- **Exercise aim**
Return all of the material, keeping each line exactly as it is.

- **Source data**
= = =
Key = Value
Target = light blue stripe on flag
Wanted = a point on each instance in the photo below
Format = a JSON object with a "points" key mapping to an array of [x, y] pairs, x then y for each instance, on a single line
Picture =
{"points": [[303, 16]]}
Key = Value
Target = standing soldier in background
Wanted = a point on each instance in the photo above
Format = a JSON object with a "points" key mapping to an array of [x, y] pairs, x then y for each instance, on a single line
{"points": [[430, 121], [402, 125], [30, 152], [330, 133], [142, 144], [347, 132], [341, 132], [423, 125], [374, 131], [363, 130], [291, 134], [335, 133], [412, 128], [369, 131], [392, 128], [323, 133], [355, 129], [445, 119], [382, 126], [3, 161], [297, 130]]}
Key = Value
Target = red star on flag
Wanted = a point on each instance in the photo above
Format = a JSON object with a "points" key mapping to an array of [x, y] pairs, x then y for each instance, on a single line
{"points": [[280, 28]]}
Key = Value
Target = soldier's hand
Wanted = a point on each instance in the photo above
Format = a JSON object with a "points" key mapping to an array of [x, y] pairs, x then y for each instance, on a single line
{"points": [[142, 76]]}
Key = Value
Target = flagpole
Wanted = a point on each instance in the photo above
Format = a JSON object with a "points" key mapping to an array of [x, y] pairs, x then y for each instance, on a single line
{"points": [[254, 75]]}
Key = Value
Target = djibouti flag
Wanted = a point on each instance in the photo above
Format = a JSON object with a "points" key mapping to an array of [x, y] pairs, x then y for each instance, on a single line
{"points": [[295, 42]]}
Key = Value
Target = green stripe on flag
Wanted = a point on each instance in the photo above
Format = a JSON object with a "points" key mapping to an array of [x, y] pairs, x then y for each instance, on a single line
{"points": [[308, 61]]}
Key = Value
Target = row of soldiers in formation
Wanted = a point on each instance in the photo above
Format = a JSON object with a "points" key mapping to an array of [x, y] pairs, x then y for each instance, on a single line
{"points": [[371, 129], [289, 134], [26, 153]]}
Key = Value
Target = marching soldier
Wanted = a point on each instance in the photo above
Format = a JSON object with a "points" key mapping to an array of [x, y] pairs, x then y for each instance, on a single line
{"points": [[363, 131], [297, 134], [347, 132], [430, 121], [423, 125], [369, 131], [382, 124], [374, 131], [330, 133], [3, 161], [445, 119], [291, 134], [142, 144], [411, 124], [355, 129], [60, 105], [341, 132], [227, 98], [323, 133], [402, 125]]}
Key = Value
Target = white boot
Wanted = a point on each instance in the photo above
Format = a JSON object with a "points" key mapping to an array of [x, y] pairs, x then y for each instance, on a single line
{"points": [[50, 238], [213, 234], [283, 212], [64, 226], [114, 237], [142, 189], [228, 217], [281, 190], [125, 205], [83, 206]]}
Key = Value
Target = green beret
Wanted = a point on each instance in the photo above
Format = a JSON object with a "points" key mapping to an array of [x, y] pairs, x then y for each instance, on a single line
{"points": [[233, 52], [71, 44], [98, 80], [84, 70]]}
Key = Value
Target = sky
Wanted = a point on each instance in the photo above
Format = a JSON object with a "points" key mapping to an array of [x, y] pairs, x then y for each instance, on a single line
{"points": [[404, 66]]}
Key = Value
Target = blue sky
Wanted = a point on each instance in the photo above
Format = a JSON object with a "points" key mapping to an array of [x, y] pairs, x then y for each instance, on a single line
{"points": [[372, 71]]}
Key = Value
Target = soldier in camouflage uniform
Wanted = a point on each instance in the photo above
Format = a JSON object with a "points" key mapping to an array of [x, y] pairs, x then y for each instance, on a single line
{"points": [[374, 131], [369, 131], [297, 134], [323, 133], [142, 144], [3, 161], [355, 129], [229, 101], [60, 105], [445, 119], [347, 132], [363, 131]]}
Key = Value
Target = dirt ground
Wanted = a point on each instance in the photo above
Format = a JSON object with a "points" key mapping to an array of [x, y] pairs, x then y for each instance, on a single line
= = =
- **Task output**
Key = Value
Target = light blue stripe on flag
Wanted = a point on each instance in the photo below
Format = a JSON object with a "points" key mapping to an array of [x, y] pairs, x then y for each instance, on a single line
Picture =
{"points": [[303, 16]]}
Key = Value
Target = standing soldier in background
Wanted = a point on each instance in the photo above
Format = a JSON object with a "points" key mapping to an array of [x, y] pairs, x then y for each instance, on a single line
{"points": [[430, 121], [402, 125], [30, 152], [330, 133], [142, 144], [347, 132], [341, 132], [423, 125], [374, 131], [363, 130], [291, 134], [335, 133], [412, 128], [369, 131], [392, 128], [323, 133], [355, 129], [445, 119], [382, 126], [3, 161], [297, 130]]}
Key = Value
Target = red star on flag
Wanted = a point on each instance in the photo above
Format = a JSON object with a "points" key mapping to an array of [x, y] pairs, x then y for each instance, on a single line
{"points": [[280, 28]]}
Key = Value
Target = soldier's hand
Wanted = a point on each instance in the photo above
Format = a JSON object with a "points" key mapping to an array of [x, y] pairs, x then y for each instance, on a single line
{"points": [[142, 76]]}
Key = Value
Target = flagpole
Wanted = a point on each instance in the photo above
Format = a JSON object with a "points" key mapping to an array of [x, y] pairs, x then y for each instance, on a single line
{"points": [[254, 75]]}
Key = Value
Target = djibouti flag
Wanted = a point on each instance in the photo above
Format = a JSON object with a "points" key mapping to an array of [x, y] pairs, x then y for each instance, on a single line
{"points": [[295, 42]]}
Key = Value
Target = green stripe on flag
Wanted = a point on each instance in the photo above
Format = a JSON object with a "points" key mapping to an array of [x, y] pairs, x then y for each instance, on a single line
{"points": [[308, 61]]}
Key = Value
Target = row of soldiers in formation
Wanted = a point on each instance in the photo above
Format = a JSON object with a "points" key mapping to an array of [x, y] pairs, x then y for each instance, on a single line
{"points": [[371, 129], [289, 134], [26, 153]]}
Key = Value
Target = marching soldier
Wanted = a point on each instance in the photo above
Format = a JSON object with a "points" key mapping to an array of [x, y] pairs, x then y for each instance, on a single line
{"points": [[363, 131], [297, 134], [347, 132], [430, 121], [423, 125], [369, 131], [382, 124], [374, 131], [330, 133], [3, 161], [445, 119], [291, 134], [142, 144], [411, 124], [355, 129], [60, 105], [341, 132], [227, 98], [323, 133], [402, 125]]}
Key = Value
Target = white boot
Wanted = a point on each instance in the photo above
Format = a JSON object with a "points" key mapping to an array of [x, y] pairs, x then y for each instance, on a single line
{"points": [[50, 238], [213, 234], [283, 212], [64, 226], [114, 237], [142, 189], [228, 217], [281, 190], [125, 205], [83, 206]]}
Key = Value
Target = green beret
Wanted = a point on each instance in the photo above
Format = a JSON object with a "points" key mapping to an array of [x, y] pairs, x then y for each instance, on a single line
{"points": [[233, 52], [71, 44], [98, 80], [84, 70]]}
Key = Value
Target = sky
Wanted = a point on each instance in the photo above
Format = a JSON object with a "points" key mapping to an array of [x, y] pairs, x then y for each instance, on a single line
{"points": [[404, 66]]}
Key = Value
Target = blue sky
Wanted = a point on each instance in the photo above
Format = a JSON object with a "points" key mapping to an array of [x, y] pairs, x then y for each instance, on a single line
{"points": [[372, 71]]}
Key = Value
Target = soldier in camouflage uniform
Wanted = a point on each instance in the photo above
Format = a JSON object with a "points" key mapping to an array of [x, y] pairs, x then y for each instance, on a single line
{"points": [[374, 131], [369, 131], [297, 134], [323, 133], [142, 144], [3, 161], [355, 129], [229, 101], [60, 105], [445, 119], [347, 132], [363, 131]]}
Key = Value
Target = dirt ground
Wanted = a point on each instance in the photo above
Format = a JSON object with a "points" key mapping to an array of [x, y] pairs, x then y for each instance, on a single line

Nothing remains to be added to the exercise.